### DATA TO USE
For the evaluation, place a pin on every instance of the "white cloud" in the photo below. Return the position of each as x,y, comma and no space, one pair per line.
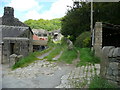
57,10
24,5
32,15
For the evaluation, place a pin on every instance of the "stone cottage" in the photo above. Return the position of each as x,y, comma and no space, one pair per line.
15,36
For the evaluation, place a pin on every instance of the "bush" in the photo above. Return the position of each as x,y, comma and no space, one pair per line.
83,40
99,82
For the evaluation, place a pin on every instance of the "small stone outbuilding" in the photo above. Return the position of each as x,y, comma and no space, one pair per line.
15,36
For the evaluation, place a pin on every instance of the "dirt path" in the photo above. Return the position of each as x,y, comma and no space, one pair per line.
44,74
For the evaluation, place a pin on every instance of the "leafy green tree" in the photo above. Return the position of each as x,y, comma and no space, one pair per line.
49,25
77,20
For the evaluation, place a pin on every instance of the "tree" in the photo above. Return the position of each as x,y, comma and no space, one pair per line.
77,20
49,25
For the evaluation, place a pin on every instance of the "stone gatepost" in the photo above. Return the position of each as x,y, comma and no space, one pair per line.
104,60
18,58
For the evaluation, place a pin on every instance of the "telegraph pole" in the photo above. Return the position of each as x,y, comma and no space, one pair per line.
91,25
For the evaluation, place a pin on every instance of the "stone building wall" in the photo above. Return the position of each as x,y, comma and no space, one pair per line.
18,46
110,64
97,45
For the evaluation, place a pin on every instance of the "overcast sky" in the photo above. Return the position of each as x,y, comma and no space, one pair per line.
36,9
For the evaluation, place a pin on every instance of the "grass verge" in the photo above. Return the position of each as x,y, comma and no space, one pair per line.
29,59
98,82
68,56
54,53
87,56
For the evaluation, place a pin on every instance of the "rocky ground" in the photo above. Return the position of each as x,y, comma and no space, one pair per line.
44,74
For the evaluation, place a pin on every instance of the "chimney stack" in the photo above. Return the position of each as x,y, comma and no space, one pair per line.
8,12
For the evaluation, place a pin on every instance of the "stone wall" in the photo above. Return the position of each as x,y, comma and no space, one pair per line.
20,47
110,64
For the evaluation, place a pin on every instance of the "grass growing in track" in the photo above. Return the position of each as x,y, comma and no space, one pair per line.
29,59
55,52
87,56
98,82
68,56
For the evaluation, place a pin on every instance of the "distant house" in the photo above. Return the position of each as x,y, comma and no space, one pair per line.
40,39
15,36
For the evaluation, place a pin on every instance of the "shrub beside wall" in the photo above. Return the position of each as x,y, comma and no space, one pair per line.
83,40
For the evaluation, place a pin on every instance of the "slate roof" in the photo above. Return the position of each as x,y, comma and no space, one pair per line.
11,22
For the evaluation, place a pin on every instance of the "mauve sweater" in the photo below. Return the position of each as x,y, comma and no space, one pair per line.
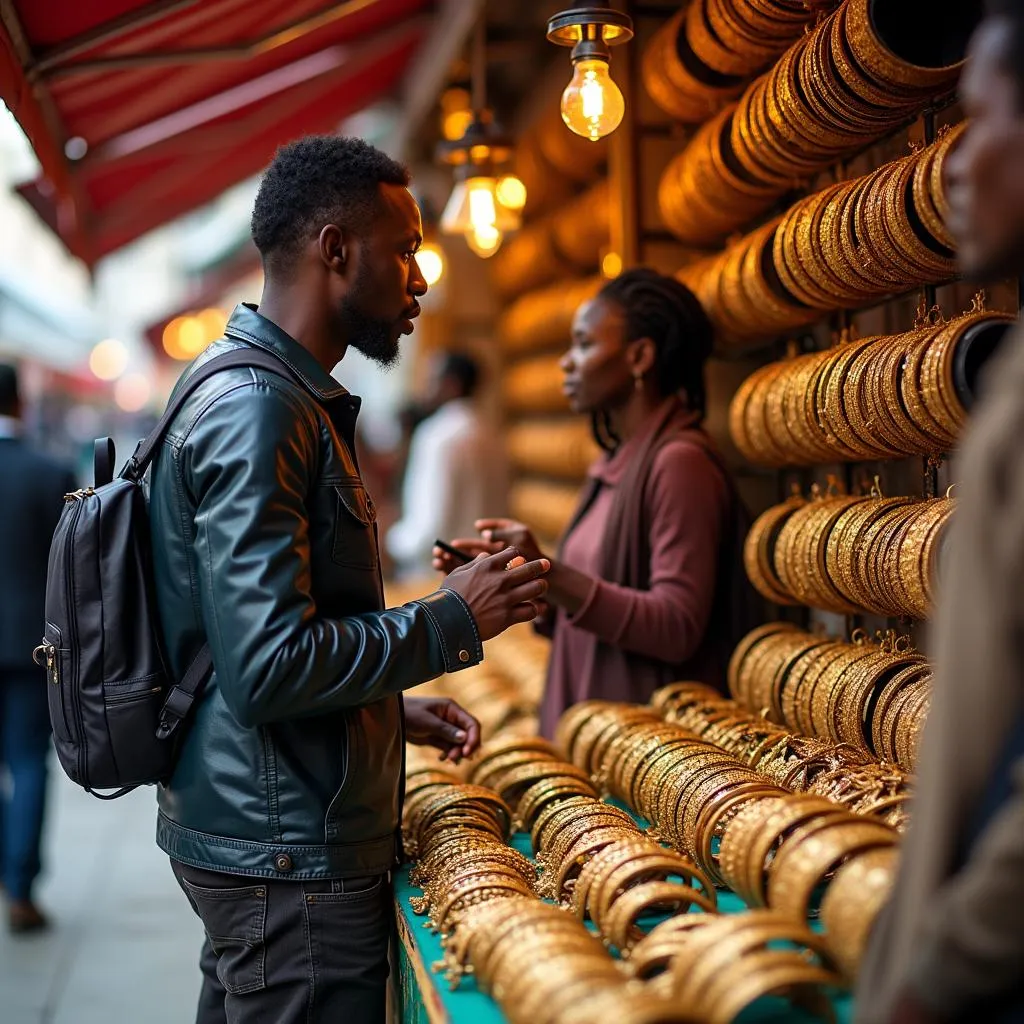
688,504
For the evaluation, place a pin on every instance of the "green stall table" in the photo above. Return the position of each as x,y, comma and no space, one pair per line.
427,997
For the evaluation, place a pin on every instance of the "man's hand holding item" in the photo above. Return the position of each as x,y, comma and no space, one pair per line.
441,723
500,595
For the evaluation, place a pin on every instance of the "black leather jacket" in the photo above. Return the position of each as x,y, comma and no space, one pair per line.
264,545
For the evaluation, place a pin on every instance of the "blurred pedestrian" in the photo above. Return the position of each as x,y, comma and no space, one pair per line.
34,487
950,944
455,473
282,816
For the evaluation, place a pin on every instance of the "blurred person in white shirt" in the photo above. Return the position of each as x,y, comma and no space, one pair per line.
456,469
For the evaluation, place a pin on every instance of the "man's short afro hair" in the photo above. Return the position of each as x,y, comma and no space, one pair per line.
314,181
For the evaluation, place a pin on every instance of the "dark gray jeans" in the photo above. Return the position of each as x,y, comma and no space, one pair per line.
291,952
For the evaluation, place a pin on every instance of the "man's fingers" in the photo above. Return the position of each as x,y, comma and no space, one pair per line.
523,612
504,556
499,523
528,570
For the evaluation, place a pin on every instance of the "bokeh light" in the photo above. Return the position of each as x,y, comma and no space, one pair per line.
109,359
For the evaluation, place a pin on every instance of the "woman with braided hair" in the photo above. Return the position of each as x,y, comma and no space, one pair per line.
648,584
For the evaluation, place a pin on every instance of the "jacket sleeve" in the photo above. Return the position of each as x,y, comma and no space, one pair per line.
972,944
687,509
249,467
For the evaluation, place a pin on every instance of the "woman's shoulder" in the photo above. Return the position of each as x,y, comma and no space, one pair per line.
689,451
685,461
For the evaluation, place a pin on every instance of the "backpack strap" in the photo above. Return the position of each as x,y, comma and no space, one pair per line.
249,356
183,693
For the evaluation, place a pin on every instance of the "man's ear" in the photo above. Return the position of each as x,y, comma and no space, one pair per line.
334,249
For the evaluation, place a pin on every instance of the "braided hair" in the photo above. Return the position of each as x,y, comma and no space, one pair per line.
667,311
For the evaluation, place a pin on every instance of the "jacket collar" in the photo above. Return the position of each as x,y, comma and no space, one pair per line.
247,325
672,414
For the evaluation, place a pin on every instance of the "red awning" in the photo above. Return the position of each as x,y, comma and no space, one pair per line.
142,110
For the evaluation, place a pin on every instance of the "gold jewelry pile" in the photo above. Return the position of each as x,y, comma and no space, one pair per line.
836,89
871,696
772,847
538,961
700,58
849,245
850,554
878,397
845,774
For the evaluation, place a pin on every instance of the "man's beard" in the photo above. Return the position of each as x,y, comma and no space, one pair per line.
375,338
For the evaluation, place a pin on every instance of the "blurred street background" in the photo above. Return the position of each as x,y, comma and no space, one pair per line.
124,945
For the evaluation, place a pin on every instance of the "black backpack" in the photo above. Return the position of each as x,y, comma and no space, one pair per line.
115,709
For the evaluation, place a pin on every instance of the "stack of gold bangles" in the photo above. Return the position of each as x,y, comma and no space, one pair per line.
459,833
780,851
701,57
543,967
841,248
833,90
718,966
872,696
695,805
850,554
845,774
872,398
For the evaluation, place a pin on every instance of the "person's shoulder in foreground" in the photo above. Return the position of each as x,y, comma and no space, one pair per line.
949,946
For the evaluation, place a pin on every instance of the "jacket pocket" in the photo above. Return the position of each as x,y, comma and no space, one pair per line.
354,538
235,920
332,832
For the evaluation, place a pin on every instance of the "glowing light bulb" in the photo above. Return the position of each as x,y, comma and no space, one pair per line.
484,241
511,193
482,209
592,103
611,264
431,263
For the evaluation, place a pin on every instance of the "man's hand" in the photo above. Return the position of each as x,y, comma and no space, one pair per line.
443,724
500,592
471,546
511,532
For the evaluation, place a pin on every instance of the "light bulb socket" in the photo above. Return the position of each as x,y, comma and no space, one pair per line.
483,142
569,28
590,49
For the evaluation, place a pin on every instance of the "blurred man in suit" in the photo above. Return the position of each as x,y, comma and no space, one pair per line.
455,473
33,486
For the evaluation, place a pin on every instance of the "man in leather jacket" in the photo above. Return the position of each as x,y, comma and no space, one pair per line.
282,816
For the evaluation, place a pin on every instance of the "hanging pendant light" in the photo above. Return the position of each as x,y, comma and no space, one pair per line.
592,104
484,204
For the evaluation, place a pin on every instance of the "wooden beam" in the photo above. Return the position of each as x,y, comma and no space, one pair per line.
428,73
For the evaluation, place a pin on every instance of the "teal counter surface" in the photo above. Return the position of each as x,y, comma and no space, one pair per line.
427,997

### PROBLEM REQUIREMENTS
The records above are to be restated exactly, without their pictures.

### FULL OUTPUT
For the evaluation, place a pin on every instance of the "white cloud" in the photo below. Return the position of each as x,y, comma and no space, one pair per line.
57,10
24,5
32,15
For the evaluation, place a pin on every instance of the "stone cottage" in the photo above. Return the position of each as x,y, comma and no space, one pair per line.
15,36
For the evaluation, place a pin on every instance of the "bush" in the photo above. Return the position of each as x,y, comma and no space, one pair per line.
83,40
99,82
For the evaluation, place a pin on every instance of the "small stone outbuilding" in the photo above. Return the position of each as x,y, comma and no space, one pair per line.
15,36
For the evaluation, place a pin on every instance of the "dirt path" in the photo above. Return the position of each as x,y, comma and no space, one pair per line.
44,74
For the evaluation, place a pin on every instance of the "leafy green tree" in the photo above. Return the position of each as x,y, comma and no space, one pair per line.
49,25
77,20
For the evaluation, place a pin on every instance of the "tree" in the photo above. Return the position of each as x,y, comma and no space, one pair per line.
77,20
49,25
For the evaluation, place a pin on every instance of the "stone gatepost" in the photo above. Return the position of each as x,y, comma and no space, one pair per line.
104,60
18,58
For the evaluation, place a pin on every instance of the "telegraph pole" in the photo above. Return the position of each as x,y, comma and no space, one pair per line.
91,25
For the evaluation, place a pin on every instance of the "stone building wall" in the photo above. Return the position of each as x,y, comma and no space, one pair per line.
18,46
110,64
97,45
For the evaluation, place a pin on every instance of the "overcast sky" in the photo above. Return the position of each as x,y, comma and no space, one pair per line.
36,9
For the evaluation, place a pin on every instance of the "grass verge" in the photo above. Return the position of each as x,y, comma and no space, one pair per line.
29,59
98,82
68,56
54,53
87,56
For the evaluation, place a pin on every instance of the "rocky ground" in the photo above. Return the position of each as x,y, comma and no space, one pair per line.
44,74
For the evaluation, place a pin on every instance of the "chimney stack" in the photo above. Return the position of each as x,y, comma and no space, one pair per line.
8,12
For the evaluation, place a pin on every instance of the "stone wall" in the photo above. Return the position of each as x,y, comma and no space, one pair per line.
20,47
110,64
For the evaluation, place a pin on every instance of the "grass growing in track" in the photo above. Return the position of each as x,y, comma and no space, one pair per line.
29,59
55,52
87,56
98,82
68,56
For the evaluation, place a pin on every instance of the "distant house" in the photo above. Return the position of each as x,y, comma and no space, one pair per line.
40,39
15,36
For the evaluation, place a pin on every instance of the "shrub beside wall" in the photo above. Return the position of each as x,y, comma and no space, one pair per line.
83,40
For the evaluation, place a pin on every instance of the "slate roof" in the photo above. Return the position of each as x,y, comma and no space, one pair per line.
11,22
For the evaluation, place a pin on every instance of the "mauve sweater" in the photo below. Return the position of each as x,y, comma and no space, one pair per line.
688,504
For the evaluation, place a pin on every instance of the "green stall table" in the photo above. Return the position of each as x,y, comma and no space, one pair per line.
427,997
For the evaluation, place a pin on every instance of the "man's hand holding item" in the photo above. Return the position of each as x,y, comma and no space, one pair per line.
441,723
500,595
For the evaluation, place a pin on every instance of the "black leather jacket" in the photo above. Return the position of each as x,y, comma and no space, one pair per line.
264,545
For the evaluation, place a pin on every instance of the "blurred pedestrian" in the photo above. Return the position of each as x,y, comma and no space, one pair per line.
34,487
950,944
455,473
282,816
For the evaluation, place a pin on every instance of the "blurred person in white shirt" in the photo above. Return the position of each as x,y, comma and no space, one pair per line.
456,469
For the evaluation, place a pin on every instance of the "man's short afro hair" in the photo above. Return the position of each as x,y, comma and no space, one pair per line.
314,181
For the evaluation, place a pin on every instance of the "dark gray jeans" in the photo above. Return the position of each as x,y, comma and no space, one pair per line.
291,952
For the evaluation, place a pin on every instance of the "man's fingers" in the photo above. Return the position of each as x,y, comma and no space, one pair per line.
523,612
504,556
499,523
528,570
For the evaluation, place a pin on every instance of the "bokeh light" in the photo above. Return the position of each as x,y, comma and no space, one pair per line.
109,359
For the evaluation, place a pin on every instance of the "woman with braided hair" in the photo above. Return the position of each as x,y, comma and no space, one pair per line.
648,584
For the evaluation, place a pin on every instance of the "jacket sleeve" in the photo above. Return the position of each as x,y, comma and no space, one pair per line.
972,944
687,509
249,467
For the evaluation, place a pin on every instance of the "woman's shoulder" in the photo above. Return the position of each as x,y, comma and no space, one pair per line.
689,451
685,461
For the evaluation, place a pin on every instance of the "backpack strap" in the photo above. Return the position of each as x,y, comma and no space, one pair per line.
249,356
183,693
For the evaluation, place a pin on every instance of the "man's ear" in the photo above. Return the position of each as x,y, comma and no space, one pair per line.
334,249
For the evaluation, place a pin on every instance of the "braided hair" in the photo above. Return the position of each as x,y, comma and no space, one pair per line.
667,311
For the evaluation, place a pin on every instance of the "jacket collar" in the photo above. Return the position of each as x,y, comma and no space, one pair per line.
247,325
672,414
For the evaluation, place a pin on every instance of the "red awning" in the photo above. Return the position of each as x,y, comma and no space, one pair per line.
142,110
For the evaluation, place a pin on every instance of the "gold jewelry pile" in the photo above. Return the position of each as x,y, comma and no space, one pair per line.
836,89
871,696
772,847
538,961
700,58
849,245
850,554
878,397
845,774
For the evaluation, place a pin on every instance of the "man's beard" in the photo above. Return the position of each as x,y, comma and no space, one pair per line.
375,338
For the evaluation, place a pin on every instance of the "blurred street background" in the photo above. Return the position of each as x,y, comma and no space, one pair per line.
124,945
For the evaluation, place a pin on every instance of the "black backpack" in the photo above. Return the position of each as x,y, comma and no space, one pair per line.
115,709
For the evaluation, place a pin on every instance of the "stack of gold bangles" in the photo above. Return the position of each as x,y, comma and no space, one pair per line.
459,833
780,851
701,57
543,967
841,248
833,90
718,966
872,696
695,805
850,554
845,774
872,398
For the evaluation, place a pin on every instance of the "person's shoulder in foreground" in the photo above. Return the position of each as x,y, comma and no space, one pair per line.
949,946
For the evaluation, place a pin on every instance of the "jacket pocket" in the photo above. Return the position of each as x,y, comma and no space, one pair per line.
354,538
235,920
332,832
For the evaluation, place a pin on every instance of the "glowing light bulb" in the photo above. Return the position of each as x,y, comma and no space, one pair per line.
484,241
511,193
482,209
592,103
611,264
431,263
For the evaluation, place a pin on every instance of the "man's hand" in the photo above. Return the position of each as x,y, comma and no space, one pair per line.
443,724
500,592
471,546
511,532
For the evaluation, place a pin on every instance of the "light bulb socket" in the photo above. Return the position of each as x,y, comma and no space, one pair per line.
483,142
569,28
590,49
For the evaluation, place a pin on every instance of the "blurred man in suit" in the photo above. Return the position of each as x,y, comma and no space, one pair per line.
455,473
33,486
For the evaluation, place a pin on every instance of the "man in leather jacket" in the photo above. Return the position of each as x,y, comma and no space, one pair per line.
282,816
For the evaluation, place a pin on every instance of the "hanging pendant light" in the photo above. Return the position of each as x,y, comma and no space, one pair per line.
592,104
484,204
For the evaluation, place a pin on every instance of the "wooden beam" in the photo above. Return the position of each as x,y, comma and no space, one pair per line.
428,73
For the evaluation, place a pin on every instance of the "teal counter surface" in the photo above. Return the position of each as x,y, comma and no space, one pair per line.
427,997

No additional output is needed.